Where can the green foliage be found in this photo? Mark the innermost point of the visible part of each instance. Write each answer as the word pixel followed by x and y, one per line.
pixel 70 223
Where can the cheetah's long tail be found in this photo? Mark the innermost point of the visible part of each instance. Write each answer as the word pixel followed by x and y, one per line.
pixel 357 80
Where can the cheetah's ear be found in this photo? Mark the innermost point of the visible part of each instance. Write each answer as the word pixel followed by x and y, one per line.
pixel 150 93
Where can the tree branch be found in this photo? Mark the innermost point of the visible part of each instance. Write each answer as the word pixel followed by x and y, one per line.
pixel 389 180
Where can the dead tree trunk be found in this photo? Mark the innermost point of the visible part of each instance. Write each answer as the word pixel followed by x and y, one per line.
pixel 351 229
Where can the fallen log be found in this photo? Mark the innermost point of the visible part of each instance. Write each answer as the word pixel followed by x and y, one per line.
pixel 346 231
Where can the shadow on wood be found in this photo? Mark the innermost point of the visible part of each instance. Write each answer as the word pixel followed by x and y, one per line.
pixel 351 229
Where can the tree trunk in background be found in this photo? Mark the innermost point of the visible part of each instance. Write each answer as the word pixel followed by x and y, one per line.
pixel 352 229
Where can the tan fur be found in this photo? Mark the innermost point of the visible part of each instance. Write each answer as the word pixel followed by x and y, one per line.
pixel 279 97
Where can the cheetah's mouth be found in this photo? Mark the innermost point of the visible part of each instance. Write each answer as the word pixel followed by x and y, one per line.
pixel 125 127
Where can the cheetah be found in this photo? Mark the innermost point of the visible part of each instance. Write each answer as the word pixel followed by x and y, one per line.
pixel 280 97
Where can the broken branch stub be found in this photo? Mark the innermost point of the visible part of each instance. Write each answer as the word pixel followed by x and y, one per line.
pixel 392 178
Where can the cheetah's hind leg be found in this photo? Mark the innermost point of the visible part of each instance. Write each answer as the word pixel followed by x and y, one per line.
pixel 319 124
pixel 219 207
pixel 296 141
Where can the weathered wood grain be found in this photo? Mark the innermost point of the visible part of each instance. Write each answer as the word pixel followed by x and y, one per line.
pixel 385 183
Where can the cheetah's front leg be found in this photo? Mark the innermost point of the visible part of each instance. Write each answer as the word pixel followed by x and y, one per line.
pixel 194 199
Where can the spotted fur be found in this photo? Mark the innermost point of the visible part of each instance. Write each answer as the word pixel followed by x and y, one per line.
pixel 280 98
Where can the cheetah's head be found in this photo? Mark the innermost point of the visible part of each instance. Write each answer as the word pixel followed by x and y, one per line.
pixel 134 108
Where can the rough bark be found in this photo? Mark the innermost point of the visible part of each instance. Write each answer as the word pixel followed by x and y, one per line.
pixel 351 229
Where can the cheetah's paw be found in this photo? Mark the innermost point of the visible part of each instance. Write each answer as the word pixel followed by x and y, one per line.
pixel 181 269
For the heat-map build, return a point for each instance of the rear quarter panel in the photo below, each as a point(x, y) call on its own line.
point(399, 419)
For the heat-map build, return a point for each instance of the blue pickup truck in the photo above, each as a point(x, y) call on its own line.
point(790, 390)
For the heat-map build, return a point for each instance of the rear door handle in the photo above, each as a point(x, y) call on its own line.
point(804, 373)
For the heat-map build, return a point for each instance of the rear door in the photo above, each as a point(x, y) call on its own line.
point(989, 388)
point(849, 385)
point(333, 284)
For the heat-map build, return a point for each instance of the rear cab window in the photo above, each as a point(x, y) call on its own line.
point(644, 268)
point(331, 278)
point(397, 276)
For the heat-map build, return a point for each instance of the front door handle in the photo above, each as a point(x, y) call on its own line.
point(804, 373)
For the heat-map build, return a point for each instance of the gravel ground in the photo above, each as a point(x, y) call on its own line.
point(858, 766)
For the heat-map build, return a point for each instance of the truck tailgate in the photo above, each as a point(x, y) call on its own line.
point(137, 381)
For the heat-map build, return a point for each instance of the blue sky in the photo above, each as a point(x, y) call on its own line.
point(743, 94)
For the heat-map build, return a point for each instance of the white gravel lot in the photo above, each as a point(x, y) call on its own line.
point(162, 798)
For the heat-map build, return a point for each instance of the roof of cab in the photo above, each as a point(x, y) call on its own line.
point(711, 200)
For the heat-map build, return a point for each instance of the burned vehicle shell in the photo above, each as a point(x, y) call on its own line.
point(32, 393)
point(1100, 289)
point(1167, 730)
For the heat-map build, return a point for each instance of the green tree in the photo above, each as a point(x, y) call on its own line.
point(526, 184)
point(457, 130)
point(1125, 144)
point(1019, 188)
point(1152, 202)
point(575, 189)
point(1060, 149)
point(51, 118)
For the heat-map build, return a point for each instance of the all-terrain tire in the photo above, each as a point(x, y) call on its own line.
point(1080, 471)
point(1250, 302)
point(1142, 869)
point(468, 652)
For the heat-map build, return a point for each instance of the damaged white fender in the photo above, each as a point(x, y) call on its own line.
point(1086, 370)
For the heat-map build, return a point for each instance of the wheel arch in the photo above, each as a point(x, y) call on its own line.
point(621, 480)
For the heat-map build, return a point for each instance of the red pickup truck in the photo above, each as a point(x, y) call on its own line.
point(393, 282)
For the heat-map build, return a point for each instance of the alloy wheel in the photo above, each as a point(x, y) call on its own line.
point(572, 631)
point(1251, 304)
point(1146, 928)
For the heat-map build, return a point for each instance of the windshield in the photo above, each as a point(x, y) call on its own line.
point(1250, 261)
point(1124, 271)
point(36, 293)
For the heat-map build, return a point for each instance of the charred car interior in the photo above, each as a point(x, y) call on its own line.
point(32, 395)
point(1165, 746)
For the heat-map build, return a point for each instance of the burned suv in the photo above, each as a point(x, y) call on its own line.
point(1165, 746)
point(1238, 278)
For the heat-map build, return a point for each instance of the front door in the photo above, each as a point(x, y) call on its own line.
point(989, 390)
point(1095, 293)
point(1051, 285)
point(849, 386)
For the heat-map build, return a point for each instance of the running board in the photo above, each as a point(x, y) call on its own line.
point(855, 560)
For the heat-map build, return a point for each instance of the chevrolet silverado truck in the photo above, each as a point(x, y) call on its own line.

——

## GOAL OF THE EXERCISE
Turn every one of the rows above into a JSON list of strings, with one string per line and any blank lines left out.

## ANSWER IN FULL
[
  "Where can the green foliage be found in this photo? Mark the innermost point of the visible part of each instance. Write each answer as the word pixel followed by x and y, one per line.",
  "pixel 70 223",
  "Where can the cheetah's long tail be found in this photo? Mark the innermost point of the visible part of each instance. Write each answer as the word pixel followed by x and y, one per line.",
  "pixel 357 80",
  "Where can the cheetah's ear be found in this photo? Mark the innermost point of the visible part of each instance. Write each answer as the word pixel followed by x and y, one per line.",
  "pixel 150 93",
  "Where can the tree branch be found in this photo? Mark the innermost point of the visible part of each instance. Write each answer as the word pixel followed by x and y, one per line.",
  "pixel 389 180",
  "Where can the dead tree trunk be found in this photo? Mark the innermost point of the visible part of each instance. Write each answer as the word pixel followed by x and y, one per line.",
  "pixel 351 229",
  "Where can the fallen log be found in this photo? Mark the innermost point of the visible part of each instance. Write each answer as the word pixel followed by x and y, one per line.",
  "pixel 346 231",
  "Where can the shadow on wood be found in this photo? Mark the innermost point of the visible part of each instance. Write each answer as the word pixel followed by x and y, one per line.",
  "pixel 351 229",
  "Where can the tree trunk in background be found in this photo? Mark the innermost point of the visible part of each instance. Write each answer as the word pixel followed by x and y, one per line.",
  "pixel 352 229",
  "Where can the tan fur be found in this photo? Mark the innermost point of the visible part of each instance. Write each answer as the word pixel followed by x and y, one per line.",
  "pixel 279 97",
  "Where can the cheetah's mouth be found in this photo? Mark the innermost point of the visible part of each instance. Write each answer as the word pixel followed by x and y, one per line.",
  "pixel 125 127",
  "Where can the cheetah be found in this photo? Mark the innermost point of the visible part of each instance. Write each answer as the word pixel followed by x and y, one per line.",
  "pixel 280 97",
  "Where can the broken branch stub be found in this photo? Mark the innermost point of the visible part of each instance. Write each answer as the word pixel followed by x and y, one per line.",
  "pixel 392 178",
  "Where can the cheetah's hind leg be found in this photo? Mark the innermost point of the visible part of each instance. Write each answer as the word pixel followed by x and y, one per line.",
  "pixel 319 124",
  "pixel 219 207",
  "pixel 296 141",
  "Where can the weathered wood grain be found in this photo? Mark the innermost point of the visible part of each instance. Write each answer as the word pixel followed by x and y, one per line.",
  "pixel 385 183",
  "Where can the cheetah's front leg be found in this photo? Mark the innermost point of the visible part of each instance. Write each answer as the word pixel followed by x and y, one per line.",
  "pixel 194 199",
  "Where can the spotted fur be found in this photo? Mark the innermost point of the visible part of each instance. Write each answer as the word pixel followed by x and y, one per line.",
  "pixel 280 98",
  "Where can the cheetah's head be found in this photo? Mark the innermost point of the visible part of each instance. Write each answer as the word pixel followed by x and y, one per line.",
  "pixel 134 108",
  "Where can the rough bark be found in this photo? Mark the innermost point of the visible part of each instance. Write each answer as the word pixel followed by x and y, one per line.",
  "pixel 351 229",
  "Where can the cheetah's paw be found in this photo? Mark the innermost point of the visible part of each instance. Write each answer as the word pixel followed by x and y, one per line.",
  "pixel 181 269",
  "For the heat-map build, return a point for each instance of the rear quarter panel in the photo below, each as a point(x, y) call on its own line.",
  "point(399, 419)",
  "For the heat-map build, return a point for each instance of the blue pickup truck in the photo above, each as a point(x, y) call on its own line.",
  "point(790, 390)",
  "For the heat-map build, return a point for each instance of the rear door handle in the photo above, each as a point(x, y) call on its own line.",
  "point(804, 373)",
  "For the heat-map build, return a point for each instance of the rear door in the photo above, each as a point(x, y) call on its own line.",
  "point(989, 388)",
  "point(849, 385)",
  "point(333, 284)",
  "For the heat-map build, return a point for each instance of the rear cab window in the photo above, each as a point(x, y) call on its own line.",
  "point(644, 268)",
  "point(331, 278)",
  "point(397, 276)",
  "For the heat-map build, return a point for each instance of the front door handle in the photo above, each as a point(x, y) call on its own line.",
  "point(804, 373)",
  "For the heat-map build, return a point for each instance of the gravel ground in the photo above, each as a point(x, y) call on its own line.",
  "point(858, 766)",
  "For the heat-map build, return a point for each instance of the truck tailgate in the photo above, each as a point(x, y) call on its own line.",
  "point(137, 381)",
  "For the heat-map build, return a point for each instance of the blue sky in the photo above, each as a point(x, y) call on its own line.",
  "point(743, 94)",
  "For the heat-map build, return a point for each instance of the white gravel lot in the photo above, each as a point(x, y) call on its own line.",
  "point(162, 798)",
  "For the heat-map build, return a point for each instance of the roof of cab in the photo above, each as a point(x, y) call on its own line.",
  "point(711, 200)",
  "For the heat-map build, return a point for each instance of the burned vehicle shell in the photo above, each as a point(x, y) call on its own line.",
  "point(32, 393)",
  "point(1100, 289)",
  "point(1167, 730)",
  "For the heat-map build, return a point for each instance of the green tree in the photo above, each as a point(x, y) call on its own line.",
  "point(526, 184)",
  "point(457, 130)",
  "point(1125, 144)",
  "point(1019, 188)",
  "point(1152, 202)",
  "point(575, 189)",
  "point(1060, 149)",
  "point(51, 118)",
  "For the heat-map build, return a point for each instance of the all-terrain tire in the photo above, each as a point(x, y) call on its own line.",
  "point(1080, 471)",
  "point(1250, 302)",
  "point(1142, 869)",
  "point(468, 652)",
  "For the heat-map build, return a point for each instance of the damaged white fender in the photo above, each as a point(x, y) call on its own line.",
  "point(1086, 370)",
  "For the heat-map build, return a point for each instance of the wheel arch in the photo above, each as a point(x, y) call on its own line.",
  "point(621, 480)",
  "For the heat-map build, return a point for each instance of the red pickup truck in the photo above, each as a point(x, y) call on its own line.",
  "point(393, 282)",
  "For the heat-map build, return a point for each instance of the alloy wheel in the photo above, each as a point(x, y) call on its own line.",
  "point(572, 631)",
  "point(1251, 304)",
  "point(1146, 928)",
  "For the heat-map build, return a point for each instance of the windshield in the photo above, each as a point(x, y) call on its own line.",
  "point(1250, 261)",
  "point(1124, 271)",
  "point(36, 293)",
  "For the heat-map build, return a point for each instance of the charred car interior in the photo above, each as a point(x, y) call on its own line.",
  "point(32, 395)",
  "point(1165, 746)",
  "For the heat-map build, return a point for each instance of the burned suv in the photo above, each as a point(x, y) call on its own line.",
  "point(1165, 746)",
  "point(1238, 278)",
  "For the heat-map build, return a point for each instance of the front door in the photo above, each as a point(x, y) call on its own line.",
  "point(989, 390)",
  "point(1095, 293)",
  "point(1051, 285)",
  "point(849, 386)",
  "For the heat-map build, return a point for each instance of the running board in the photo above, each as a point(x, y) call on its own line.",
  "point(855, 560)",
  "For the heat-map build, return a point for each instance of the chevrolet silverado truck in the photo above, each as a point(x, y) call on its own line."
]